Extracted text:
Cytoskeleton staining assay was performed as described previously (Are et al., 2001). Glass cover slips, treated with Repell-Silane (Pharmacia Biotech, Sweden) were coated with laminin-1 or laminin-2/4 at 20μg/ml at 37°C for 1h or at 4°C by overnight. Then 1% heat denatured BSA was added for 1h at 37°C to block nonspecific interactions with the solid substrata.

For visualization of the actin filament system, detached cells were plated on ligand-coated glass cover slips in CO2-incubator at 37°C for 1h. Adherent intact A-431 cells were fixed with 3% paraformaldehyde prepared in PBS (10min at room temperature), permeabilized with 0.1% Triton X-100 in PBS (10min at room temperature). Actin distribution was visualized by staining the cells with rhodamine-phalloidin (10min at 37°C) followed by washing of the samples with PBS. The preparations were analyzed using Opton ICM microscope (Zeiss). The polarization of cells was quantified by digital analysis and the criterion of polarization was defined as described below. For each individual experiment 3x100 cells were analyzed. Student's t-test was used to determine if differences existed among the obtained means (P<0.05).

3 Results

3.1 Integrins α2β1, α3β1, α6β4 participate in early stage of interaction of A-431 cells with laminin-2/4

A latex bead assay was proposed for the study of the early adhesion stage (attachment) (Gorelik et al., 2001). The incubation of human epidermoid carcinoma A-431 cells with protein-coated latex beads was performed on ice for 1min. The phagocytosis of laminin-coated beads but not BSA-coated beads by A-431 cells occurred after 5min incubation. Fig. 1 shows the fractions of cells that attached latex beads covered by laminin-1, laminin-2/4 and BSA (as the control) (Fig. 1a) and the comparative numbers of beads per cell (Fig. 1b). It was found that laminin-2/4-beads attached to the A-431 cells twice as effectively as laminin-1 beads.


Fig. 1

The comparison of laminin-1 and laminin-2/4-covered latex beads binding to human epidermoid carcinoma A-431 cells after 1min incubation on ice. The percentage of cells with beads (a), the average number of beads per cell (b). Bars=SEM. Asterisks represent statistically significant difference (P<0.05) as determined by Student's t-test.

Instructions for the task: Transcribe everything from "For visualization of" down to "obtained means (P<0.05)." in the laminin adhesion text.

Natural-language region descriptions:
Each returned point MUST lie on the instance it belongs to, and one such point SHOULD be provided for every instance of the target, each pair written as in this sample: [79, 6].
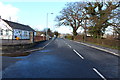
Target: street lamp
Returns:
[47, 26]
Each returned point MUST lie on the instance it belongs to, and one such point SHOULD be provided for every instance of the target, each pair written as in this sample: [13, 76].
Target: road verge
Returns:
[115, 52]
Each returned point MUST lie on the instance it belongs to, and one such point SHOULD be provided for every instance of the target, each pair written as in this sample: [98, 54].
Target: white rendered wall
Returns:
[4, 27]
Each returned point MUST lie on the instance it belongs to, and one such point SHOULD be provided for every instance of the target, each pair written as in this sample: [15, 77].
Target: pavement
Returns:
[62, 58]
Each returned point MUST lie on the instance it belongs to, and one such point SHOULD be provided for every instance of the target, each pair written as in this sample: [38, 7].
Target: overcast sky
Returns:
[34, 13]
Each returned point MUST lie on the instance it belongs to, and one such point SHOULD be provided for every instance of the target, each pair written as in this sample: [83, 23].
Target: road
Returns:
[63, 58]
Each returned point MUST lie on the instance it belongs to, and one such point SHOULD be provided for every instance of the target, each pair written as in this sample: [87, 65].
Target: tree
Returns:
[116, 21]
[49, 32]
[56, 33]
[72, 15]
[99, 15]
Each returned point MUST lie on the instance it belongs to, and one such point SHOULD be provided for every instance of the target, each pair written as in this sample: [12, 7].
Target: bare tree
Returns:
[72, 15]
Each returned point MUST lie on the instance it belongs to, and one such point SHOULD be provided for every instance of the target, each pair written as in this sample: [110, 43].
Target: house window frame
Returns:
[7, 32]
[1, 32]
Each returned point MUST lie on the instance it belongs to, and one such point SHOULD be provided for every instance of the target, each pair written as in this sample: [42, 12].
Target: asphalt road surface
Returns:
[62, 58]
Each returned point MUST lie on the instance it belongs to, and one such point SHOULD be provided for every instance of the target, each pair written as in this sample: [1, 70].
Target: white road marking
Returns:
[99, 74]
[78, 54]
[47, 44]
[98, 48]
[69, 46]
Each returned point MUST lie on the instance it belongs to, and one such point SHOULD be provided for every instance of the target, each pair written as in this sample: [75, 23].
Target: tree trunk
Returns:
[74, 33]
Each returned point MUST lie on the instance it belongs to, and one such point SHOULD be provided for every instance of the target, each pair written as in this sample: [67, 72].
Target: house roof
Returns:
[15, 25]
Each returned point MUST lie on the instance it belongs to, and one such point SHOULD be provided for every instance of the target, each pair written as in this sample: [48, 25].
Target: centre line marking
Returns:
[69, 45]
[99, 74]
[78, 53]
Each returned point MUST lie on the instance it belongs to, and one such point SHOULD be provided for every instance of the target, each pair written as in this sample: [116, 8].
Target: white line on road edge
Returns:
[78, 53]
[98, 48]
[47, 44]
[69, 46]
[99, 74]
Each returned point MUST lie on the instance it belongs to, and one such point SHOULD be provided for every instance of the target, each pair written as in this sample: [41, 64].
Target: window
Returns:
[25, 33]
[1, 32]
[7, 32]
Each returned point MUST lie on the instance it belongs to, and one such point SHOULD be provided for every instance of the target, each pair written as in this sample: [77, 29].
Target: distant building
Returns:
[12, 30]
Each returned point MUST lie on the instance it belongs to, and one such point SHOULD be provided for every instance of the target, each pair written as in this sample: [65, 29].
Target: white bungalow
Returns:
[11, 30]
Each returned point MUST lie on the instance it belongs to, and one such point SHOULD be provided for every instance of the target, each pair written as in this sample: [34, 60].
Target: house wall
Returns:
[5, 30]
[22, 34]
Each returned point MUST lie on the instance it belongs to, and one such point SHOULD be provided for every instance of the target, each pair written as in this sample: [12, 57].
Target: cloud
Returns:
[64, 29]
[8, 11]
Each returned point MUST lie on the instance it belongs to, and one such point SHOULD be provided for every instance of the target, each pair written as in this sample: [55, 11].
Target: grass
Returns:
[103, 45]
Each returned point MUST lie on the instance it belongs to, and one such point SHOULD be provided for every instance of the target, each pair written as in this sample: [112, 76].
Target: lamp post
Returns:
[47, 26]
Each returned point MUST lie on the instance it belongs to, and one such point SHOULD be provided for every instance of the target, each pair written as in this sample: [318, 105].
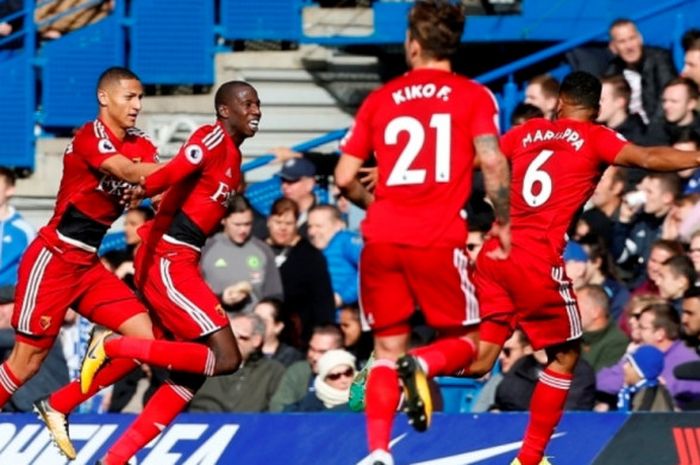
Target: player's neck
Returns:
[118, 131]
[441, 65]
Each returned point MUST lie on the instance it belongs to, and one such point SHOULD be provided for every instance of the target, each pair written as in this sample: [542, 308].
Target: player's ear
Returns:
[222, 111]
[102, 97]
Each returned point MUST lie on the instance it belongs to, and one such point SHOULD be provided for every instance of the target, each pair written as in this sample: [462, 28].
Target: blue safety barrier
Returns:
[319, 438]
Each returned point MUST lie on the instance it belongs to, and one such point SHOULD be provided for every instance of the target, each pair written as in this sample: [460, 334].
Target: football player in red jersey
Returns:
[60, 269]
[555, 168]
[199, 181]
[425, 129]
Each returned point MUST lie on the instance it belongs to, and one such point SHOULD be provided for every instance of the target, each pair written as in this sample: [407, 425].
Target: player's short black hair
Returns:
[225, 91]
[115, 74]
[581, 88]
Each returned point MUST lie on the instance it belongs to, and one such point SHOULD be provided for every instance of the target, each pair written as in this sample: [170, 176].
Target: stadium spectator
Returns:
[59, 17]
[694, 251]
[298, 177]
[308, 295]
[16, 232]
[336, 370]
[542, 91]
[355, 340]
[515, 391]
[646, 69]
[691, 63]
[271, 311]
[599, 272]
[298, 378]
[251, 387]
[680, 98]
[643, 391]
[340, 247]
[640, 223]
[606, 201]
[660, 326]
[505, 286]
[516, 347]
[51, 376]
[689, 140]
[603, 341]
[608, 378]
[238, 267]
[661, 250]
[523, 112]
[690, 320]
[676, 276]
[614, 109]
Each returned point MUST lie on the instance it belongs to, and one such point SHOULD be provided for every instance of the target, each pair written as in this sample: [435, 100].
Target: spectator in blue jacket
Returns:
[340, 247]
[15, 232]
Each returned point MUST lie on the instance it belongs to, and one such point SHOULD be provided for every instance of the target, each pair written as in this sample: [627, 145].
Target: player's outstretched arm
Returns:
[494, 166]
[125, 169]
[657, 158]
[346, 179]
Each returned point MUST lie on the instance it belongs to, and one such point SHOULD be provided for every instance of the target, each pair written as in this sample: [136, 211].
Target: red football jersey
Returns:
[421, 128]
[88, 199]
[200, 180]
[555, 168]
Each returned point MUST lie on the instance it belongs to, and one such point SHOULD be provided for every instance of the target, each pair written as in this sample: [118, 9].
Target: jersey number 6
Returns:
[534, 175]
[402, 174]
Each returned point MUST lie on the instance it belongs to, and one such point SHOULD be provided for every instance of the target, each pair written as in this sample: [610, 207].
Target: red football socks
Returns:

Exercise solution:
For visualization of the actin filament system, detached cells were plated on ligand-coated glass cover slips in CO2-incubator at 37°C for 1h. Adherent intact A-431 cells were fixed with 3% paraformaldehyde prepared in PBS (10min at room temperature), permeabilized with 0.1% Triton X-100 in PBS (10min at room temperature). Actin distribution was visualized by staining the cells with rhodamine-phalloidin (10min at 37°C) followed by washing of the samples with PBS. The preparations were analyzed using Opton ICM microscope (Zeiss). The polarization of cells was quantified by digital analysis and the criterion of polarization was defined as described below. For each individual experiment 3x100 cells were analyzed. Student's t-test was used to determine if differences existed among the obtained means (P<0.05).